■ **Request**: Put the entries into a Markdown table with columns "No." and "Line", starting with the first line and going on through the line containing "top-left (0, 0), bottom-right (1200, 478)", both included. Give each line a row number and skip any blank lines.
-- begin Task data --
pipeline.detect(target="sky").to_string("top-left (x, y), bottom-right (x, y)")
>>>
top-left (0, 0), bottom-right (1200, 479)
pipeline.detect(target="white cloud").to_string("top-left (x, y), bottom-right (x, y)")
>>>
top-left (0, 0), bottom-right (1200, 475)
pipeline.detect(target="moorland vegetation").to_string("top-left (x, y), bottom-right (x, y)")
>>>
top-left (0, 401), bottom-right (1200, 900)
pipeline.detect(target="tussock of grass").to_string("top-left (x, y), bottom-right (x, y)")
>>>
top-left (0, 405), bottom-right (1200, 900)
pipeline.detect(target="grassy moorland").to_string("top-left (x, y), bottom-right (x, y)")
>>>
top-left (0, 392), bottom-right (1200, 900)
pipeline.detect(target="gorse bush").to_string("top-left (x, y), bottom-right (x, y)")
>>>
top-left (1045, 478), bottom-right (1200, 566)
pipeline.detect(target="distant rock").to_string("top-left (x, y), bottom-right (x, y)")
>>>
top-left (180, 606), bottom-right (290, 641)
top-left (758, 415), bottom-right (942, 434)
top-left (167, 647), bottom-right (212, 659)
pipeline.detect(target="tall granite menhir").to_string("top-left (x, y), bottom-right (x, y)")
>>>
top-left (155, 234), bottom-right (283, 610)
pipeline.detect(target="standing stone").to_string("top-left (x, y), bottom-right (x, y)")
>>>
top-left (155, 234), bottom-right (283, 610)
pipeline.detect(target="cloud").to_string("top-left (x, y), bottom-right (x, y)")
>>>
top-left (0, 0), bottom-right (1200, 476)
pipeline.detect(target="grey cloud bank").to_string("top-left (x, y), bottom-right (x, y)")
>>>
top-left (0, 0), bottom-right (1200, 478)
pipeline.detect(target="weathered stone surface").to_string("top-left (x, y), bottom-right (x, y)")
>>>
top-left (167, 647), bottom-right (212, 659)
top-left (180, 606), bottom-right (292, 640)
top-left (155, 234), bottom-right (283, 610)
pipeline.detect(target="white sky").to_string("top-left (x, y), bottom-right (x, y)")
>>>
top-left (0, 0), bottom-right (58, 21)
-- end Task data --
■ **Correct result**:
| No. | Line |
|---|---|
| 1 | pipeline.detect(target="sky").to_string("top-left (x, y), bottom-right (x, y)") |
| 2 | >>> |
| 3 | top-left (0, 0), bottom-right (1200, 479) |
| 4 | pipeline.detect(target="white cloud").to_string("top-left (x, y), bottom-right (x, y)") |
| 5 | >>> |
| 6 | top-left (0, 0), bottom-right (1200, 475) |
| 7 | pipeline.detect(target="moorland vegetation").to_string("top-left (x, y), bottom-right (x, y)") |
| 8 | >>> |
| 9 | top-left (0, 401), bottom-right (1200, 900) |
| 10 | pipeline.detect(target="tussock of grass").to_string("top-left (x, y), bottom-right (x, y)") |
| 11 | >>> |
| 12 | top-left (0, 405), bottom-right (1200, 900) |
| 13 | pipeline.detect(target="grassy moorland").to_string("top-left (x, y), bottom-right (x, y)") |
| 14 | >>> |
| 15 | top-left (0, 392), bottom-right (1200, 900) |
| 16 | pipeline.detect(target="gorse bush").to_string("top-left (x, y), bottom-right (x, y)") |
| 17 | >>> |
| 18 | top-left (1045, 478), bottom-right (1200, 566) |
| 19 | pipeline.detect(target="distant rock").to_string("top-left (x, y), bottom-right (x, y)") |
| 20 | >>> |
| 21 | top-left (180, 606), bottom-right (290, 641) |
| 22 | top-left (758, 415), bottom-right (942, 434) |
| 23 | top-left (167, 647), bottom-right (212, 659) |
| 24 | pipeline.detect(target="tall granite menhir").to_string("top-left (x, y), bottom-right (x, y)") |
| 25 | >>> |
| 26 | top-left (155, 234), bottom-right (283, 610) |
| 27 | pipeline.detect(target="standing stone").to_string("top-left (x, y), bottom-right (x, y)") |
| 28 | >>> |
| 29 | top-left (155, 234), bottom-right (283, 610) |
| 30 | pipeline.detect(target="cloud").to_string("top-left (x, y), bottom-right (x, y)") |
| 31 | >>> |
| 32 | top-left (0, 0), bottom-right (1200, 476) |
| 33 | pipeline.detect(target="grey cloud bank").to_string("top-left (x, y), bottom-right (x, y)") |
| 34 | >>> |
| 35 | top-left (0, 0), bottom-right (1200, 478) |